• EXERCISE TASK:
Repeat exactly the lines from the line containing "the metal railing" to the last line of the listing, including both.

• SOURCE DATA:

---

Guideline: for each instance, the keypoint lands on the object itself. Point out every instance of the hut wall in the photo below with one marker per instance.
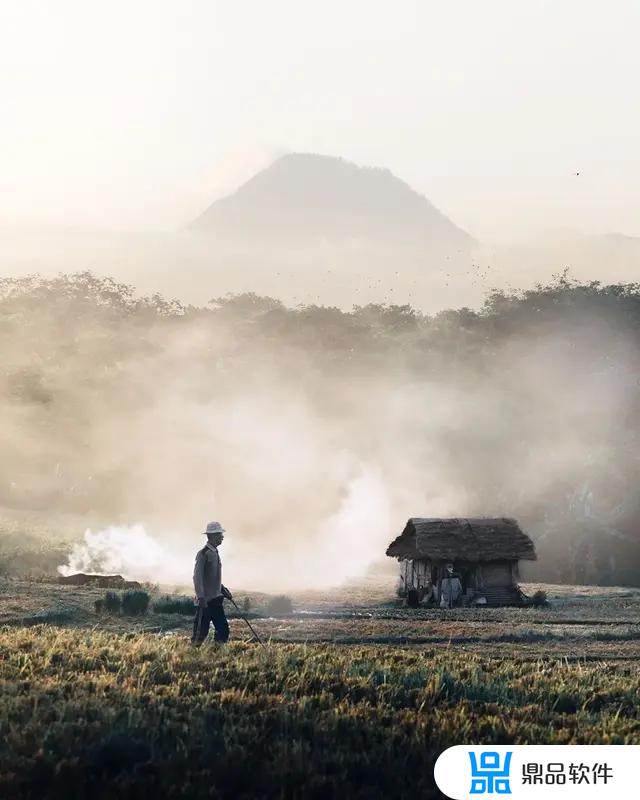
(415, 573)
(497, 573)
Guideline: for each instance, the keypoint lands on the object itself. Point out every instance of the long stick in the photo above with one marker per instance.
(251, 628)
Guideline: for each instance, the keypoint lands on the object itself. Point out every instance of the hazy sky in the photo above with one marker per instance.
(139, 113)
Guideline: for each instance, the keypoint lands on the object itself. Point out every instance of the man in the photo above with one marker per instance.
(207, 582)
(450, 588)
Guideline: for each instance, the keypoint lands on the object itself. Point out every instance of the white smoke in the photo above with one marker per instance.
(345, 544)
(126, 550)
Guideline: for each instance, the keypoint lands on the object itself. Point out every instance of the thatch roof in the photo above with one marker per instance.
(475, 540)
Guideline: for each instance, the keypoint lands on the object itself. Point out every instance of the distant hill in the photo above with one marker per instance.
(303, 197)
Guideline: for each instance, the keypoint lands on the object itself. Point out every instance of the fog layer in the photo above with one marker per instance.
(313, 434)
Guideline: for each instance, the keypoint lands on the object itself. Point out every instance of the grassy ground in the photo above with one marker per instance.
(356, 697)
(90, 713)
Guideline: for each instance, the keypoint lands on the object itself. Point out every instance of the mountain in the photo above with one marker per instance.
(305, 197)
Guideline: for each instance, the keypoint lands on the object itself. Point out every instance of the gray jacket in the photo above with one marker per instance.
(207, 573)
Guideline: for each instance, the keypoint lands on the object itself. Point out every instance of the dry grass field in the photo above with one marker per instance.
(354, 691)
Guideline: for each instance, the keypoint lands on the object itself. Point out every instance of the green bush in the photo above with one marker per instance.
(111, 603)
(174, 605)
(135, 602)
(280, 604)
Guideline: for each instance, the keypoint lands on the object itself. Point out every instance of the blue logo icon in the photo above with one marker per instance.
(489, 777)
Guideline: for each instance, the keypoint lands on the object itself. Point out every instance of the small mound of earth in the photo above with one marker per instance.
(101, 581)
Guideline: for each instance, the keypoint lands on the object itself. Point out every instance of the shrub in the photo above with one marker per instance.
(135, 602)
(174, 605)
(111, 603)
(280, 604)
(539, 599)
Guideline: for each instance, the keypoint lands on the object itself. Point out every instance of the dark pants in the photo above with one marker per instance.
(214, 612)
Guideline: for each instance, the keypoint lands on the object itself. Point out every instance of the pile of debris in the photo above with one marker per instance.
(100, 581)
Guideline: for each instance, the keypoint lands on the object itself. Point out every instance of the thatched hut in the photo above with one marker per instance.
(484, 552)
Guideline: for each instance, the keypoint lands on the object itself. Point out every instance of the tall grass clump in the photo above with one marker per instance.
(174, 605)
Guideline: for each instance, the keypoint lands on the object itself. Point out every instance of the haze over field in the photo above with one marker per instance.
(351, 174)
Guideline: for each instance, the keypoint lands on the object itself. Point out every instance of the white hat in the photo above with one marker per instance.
(214, 527)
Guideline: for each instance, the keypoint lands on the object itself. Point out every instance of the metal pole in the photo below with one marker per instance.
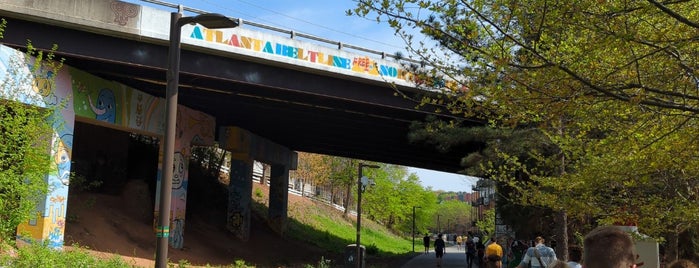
(163, 225)
(413, 228)
(359, 213)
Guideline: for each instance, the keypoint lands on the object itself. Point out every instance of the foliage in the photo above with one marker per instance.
(610, 85)
(39, 255)
(25, 140)
(487, 223)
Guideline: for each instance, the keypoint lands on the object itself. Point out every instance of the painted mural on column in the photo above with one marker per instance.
(77, 93)
(192, 128)
(36, 88)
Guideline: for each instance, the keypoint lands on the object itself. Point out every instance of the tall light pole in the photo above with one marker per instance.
(212, 21)
(361, 185)
(414, 207)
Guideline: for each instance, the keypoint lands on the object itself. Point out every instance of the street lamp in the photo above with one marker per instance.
(362, 183)
(212, 21)
(414, 207)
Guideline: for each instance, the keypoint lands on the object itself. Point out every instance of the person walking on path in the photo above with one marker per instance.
(439, 249)
(538, 256)
(459, 240)
(426, 242)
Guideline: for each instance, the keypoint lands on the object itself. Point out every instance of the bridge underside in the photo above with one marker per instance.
(304, 111)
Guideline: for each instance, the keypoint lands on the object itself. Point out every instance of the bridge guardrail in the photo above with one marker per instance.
(293, 34)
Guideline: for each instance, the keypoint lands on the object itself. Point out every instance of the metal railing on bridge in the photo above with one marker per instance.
(294, 34)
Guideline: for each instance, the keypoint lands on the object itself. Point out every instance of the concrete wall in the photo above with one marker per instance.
(76, 93)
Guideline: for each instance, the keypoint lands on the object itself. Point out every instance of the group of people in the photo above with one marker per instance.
(604, 247)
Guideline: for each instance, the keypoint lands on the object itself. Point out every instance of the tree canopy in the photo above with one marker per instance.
(612, 87)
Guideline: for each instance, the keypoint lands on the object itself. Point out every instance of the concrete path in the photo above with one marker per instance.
(452, 258)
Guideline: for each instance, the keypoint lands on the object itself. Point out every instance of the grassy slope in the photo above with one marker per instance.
(326, 227)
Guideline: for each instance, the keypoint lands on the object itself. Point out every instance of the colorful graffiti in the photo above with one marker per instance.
(74, 93)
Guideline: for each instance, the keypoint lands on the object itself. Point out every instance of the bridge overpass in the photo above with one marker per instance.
(267, 95)
(335, 101)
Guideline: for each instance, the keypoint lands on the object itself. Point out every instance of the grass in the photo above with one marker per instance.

---

• CORRECT ANSWER:
Guideline: for each instance, the keypoint lands on the object itself. Point out every instance of the metal railing on bridge in the photo above with one marker per instance.
(294, 34)
Guideline: for each instance, the keypoint lands on the object itself. Point out every instance of the concrete wall in the photo above with one marker per instance.
(76, 93)
Guideline: for each instance, the keypoint lands on the object itself. Point out every instance of the group of people in the photo above with one marker per instance.
(604, 247)
Guideline: for each instance, the keypoint lands on the object itself. Point out every instance of the tree canopy in the photo above with one marker per instance.
(612, 87)
Guideline: for each instance, the keypoint lands on the object itself. Point out every instance of the concrete path in the photo above with one marker per instance.
(452, 258)
Guideline: for each instance, the keypoint lands on the object itself. Point out every instance of the grassy slope in the photo above with one marker per instance.
(326, 227)
Guideline: for each instance, the keypoint lands on the object itself. Point out every instance of the colorful graffiti in the photo above with one marker per instance.
(74, 93)
Guideline: for each instance, the keypoint lands on the object itself. Point out every instance of the bridge overpass in the photo above with one marker per instance.
(267, 95)
(335, 101)
Guideline: for each instance, the keypoint lands on the object itself. Point out every instance of the grass in the photo above with one marker per instance.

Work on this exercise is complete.